[Object pointing dataset rows]
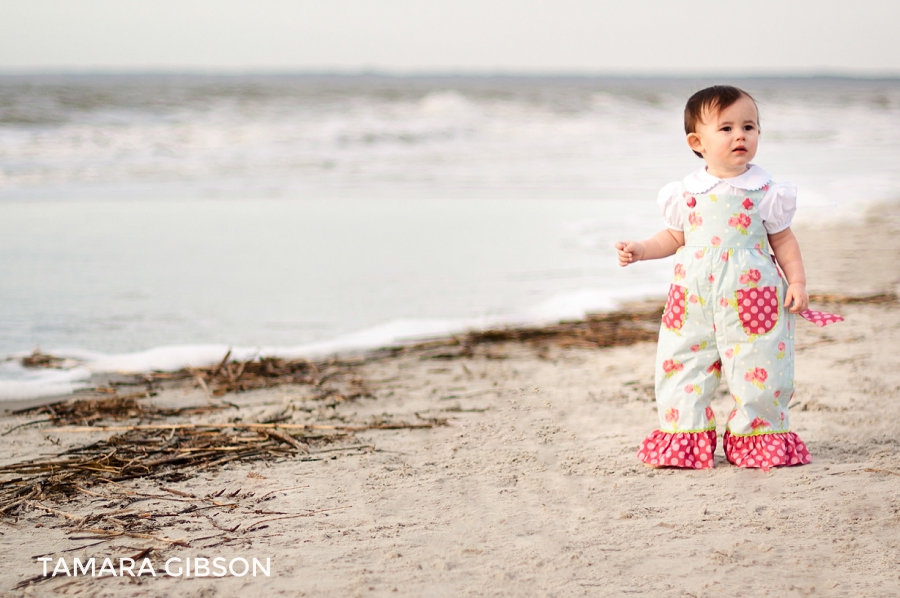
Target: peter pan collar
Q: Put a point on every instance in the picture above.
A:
(701, 181)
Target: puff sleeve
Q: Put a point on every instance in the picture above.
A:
(777, 207)
(669, 201)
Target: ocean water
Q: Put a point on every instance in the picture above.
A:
(149, 222)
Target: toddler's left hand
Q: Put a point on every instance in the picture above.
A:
(796, 297)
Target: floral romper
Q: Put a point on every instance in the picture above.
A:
(725, 316)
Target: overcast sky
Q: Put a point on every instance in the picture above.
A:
(447, 36)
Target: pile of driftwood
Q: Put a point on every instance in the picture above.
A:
(160, 443)
(596, 331)
(231, 376)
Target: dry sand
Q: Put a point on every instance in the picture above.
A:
(534, 489)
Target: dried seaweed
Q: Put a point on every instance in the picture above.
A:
(85, 411)
(168, 452)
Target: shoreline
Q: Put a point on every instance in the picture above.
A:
(524, 481)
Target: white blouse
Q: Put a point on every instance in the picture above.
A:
(777, 206)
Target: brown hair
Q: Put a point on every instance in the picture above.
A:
(710, 100)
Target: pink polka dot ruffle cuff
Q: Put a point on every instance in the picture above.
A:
(679, 449)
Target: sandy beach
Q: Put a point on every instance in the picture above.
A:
(532, 487)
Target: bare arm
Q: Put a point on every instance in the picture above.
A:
(787, 251)
(662, 244)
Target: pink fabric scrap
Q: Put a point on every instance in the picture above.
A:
(820, 318)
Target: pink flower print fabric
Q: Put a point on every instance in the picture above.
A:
(757, 377)
(741, 222)
(750, 277)
(725, 304)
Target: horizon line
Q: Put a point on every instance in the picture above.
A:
(822, 73)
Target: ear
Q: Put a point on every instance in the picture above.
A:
(695, 143)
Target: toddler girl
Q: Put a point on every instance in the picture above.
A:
(727, 309)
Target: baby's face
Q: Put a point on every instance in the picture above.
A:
(728, 139)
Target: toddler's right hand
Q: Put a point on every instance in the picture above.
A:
(629, 252)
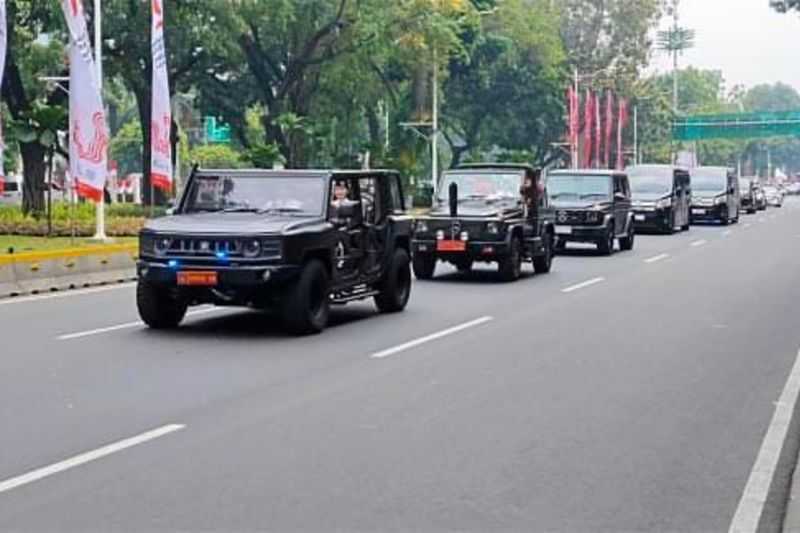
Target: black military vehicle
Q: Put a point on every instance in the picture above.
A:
(293, 241)
(486, 213)
(592, 206)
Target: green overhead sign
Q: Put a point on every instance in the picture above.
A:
(218, 133)
(736, 126)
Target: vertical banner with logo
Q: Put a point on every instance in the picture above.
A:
(609, 128)
(3, 44)
(161, 115)
(88, 134)
(623, 121)
(588, 122)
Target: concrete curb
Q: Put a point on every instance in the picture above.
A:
(32, 273)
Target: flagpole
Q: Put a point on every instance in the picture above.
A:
(100, 231)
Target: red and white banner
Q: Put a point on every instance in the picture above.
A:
(588, 128)
(609, 128)
(161, 115)
(3, 44)
(88, 147)
(623, 121)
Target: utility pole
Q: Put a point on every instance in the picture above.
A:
(100, 231)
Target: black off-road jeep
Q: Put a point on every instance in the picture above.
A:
(293, 241)
(487, 213)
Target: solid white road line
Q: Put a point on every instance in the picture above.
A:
(444, 333)
(656, 259)
(64, 294)
(127, 325)
(87, 457)
(751, 506)
(583, 285)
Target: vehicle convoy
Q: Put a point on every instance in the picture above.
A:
(715, 195)
(747, 195)
(291, 241)
(774, 196)
(486, 213)
(662, 196)
(592, 206)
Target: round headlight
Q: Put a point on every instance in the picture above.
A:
(252, 248)
(162, 246)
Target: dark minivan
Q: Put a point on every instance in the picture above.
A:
(715, 195)
(592, 206)
(662, 196)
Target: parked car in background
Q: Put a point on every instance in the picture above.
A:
(715, 195)
(11, 191)
(774, 196)
(747, 195)
(761, 197)
(661, 196)
(592, 206)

> YOUR TASK: Copy the whole listing above word for word but do not carry over the pictures.

> EXPECTED ANSWER:
Target: peter pan collar
Q: Put a point on every instance in the picture above.
A:
(701, 181)
Target: puff sleeve
Q: Put a point on every instance in the picture above.
A:
(777, 207)
(669, 201)
Target: ocean water
Q: Put a point on every instance in the picture above.
A:
(149, 222)
Target: toddler's left hand
Q: Put a point on every instance in the picture above.
A:
(796, 297)
Target: floral romper
Q: Put a point on every instance in the picture above.
A:
(725, 316)
Target: overcast sky
Q: Put a point on every instance in the picture above.
A:
(447, 36)
Target: pile of driftwood
Q: Put a point on every instance in the picture above.
A:
(160, 443)
(596, 331)
(231, 376)
Target: dry sand
Q: Put a point on every instance in the picture above.
A:
(534, 489)
Target: dried seaweed
Q: Put a point on every instance in the picture above.
A:
(85, 411)
(168, 452)
Target: shoreline
Q: Put a point on every instance in the picture above.
A:
(524, 481)
Target: white blouse
Q: Put a point on every instance in the picture above.
A:
(777, 206)
Target: brown hair
Q: Put a point on every instance in the picture above.
A:
(710, 100)
Target: pink polka dot ruffle cuff
Q: Put a point on every instance in the picture above.
A:
(679, 449)
Target: sandy beach
Q: Put a point on every instance in the picture above.
A:
(532, 487)
Target: bare arm
Q: Put a point on every instance in the picture above.
A:
(787, 251)
(662, 244)
Target: pink fabric scrap
Q: Put a point on every instance in the picture above.
A:
(820, 318)
Target: pink flower print fabric
Q: Put a point on every instance in the picture above.
A:
(757, 377)
(741, 222)
(750, 277)
(725, 304)
Target: horizon line
Q: Put a point on every instance in the picture above.
A:
(822, 73)
Target: ear
Q: Put a point on every instance in the picture above.
A:
(695, 143)
Target: toddler girl
Q: Put a point on every instance in the picture above.
A:
(727, 309)
Target: baby's face
Q: Put a point on every instance in the picture above.
A:
(728, 139)
Target: toddler's right hand
Q: Put a point on every instance in the picture above.
A:
(629, 252)
Target: black military vehicle
Q: Put a point on every instance in the picture above.
A:
(293, 241)
(486, 213)
(592, 206)
Target: green overhead sign
Q: Put a point on every instance in the picture above.
A:
(218, 133)
(736, 126)
Target: vertical banner with logo
Q: Put a point on every instance in the picture above.
A:
(609, 128)
(3, 44)
(161, 115)
(88, 134)
(623, 121)
(588, 122)
Target: concrete curb
Q: Put a point on every instance in the picture above.
A:
(32, 273)
Target: flagpole
Q: Put a point on every instance in the picture above.
A:
(100, 231)
Target: red and white banner
Q: Put a point on every instance in the picture above.
A:
(588, 128)
(609, 128)
(161, 115)
(3, 44)
(88, 147)
(623, 121)
Target: utility pole
Q: Put a point on every instance in the picture above.
A:
(100, 231)
Target: black off-road jeep
Q: Put a point on every instance in the picture above.
A:
(293, 241)
(487, 213)
Target: solid white road line
Q: Put a point on every instance in the picture above.
A:
(444, 333)
(656, 259)
(64, 294)
(127, 325)
(87, 457)
(751, 506)
(583, 285)
Target: vehicle convoy
Q: Put a point on every instance in the picture above.
A:
(715, 195)
(747, 195)
(291, 241)
(774, 196)
(486, 213)
(662, 196)
(592, 206)
Target: round headlight
Q: Put a point on every instance in the picture above.
A:
(252, 248)
(162, 246)
Target: dark minivan
Q: Put a point on every instance in the picture above.
A:
(715, 195)
(592, 206)
(662, 196)
Target: parked car in background
Q: Put a point on every instance in the picture above.
A:
(715, 195)
(11, 191)
(774, 196)
(747, 195)
(761, 197)
(661, 196)
(592, 206)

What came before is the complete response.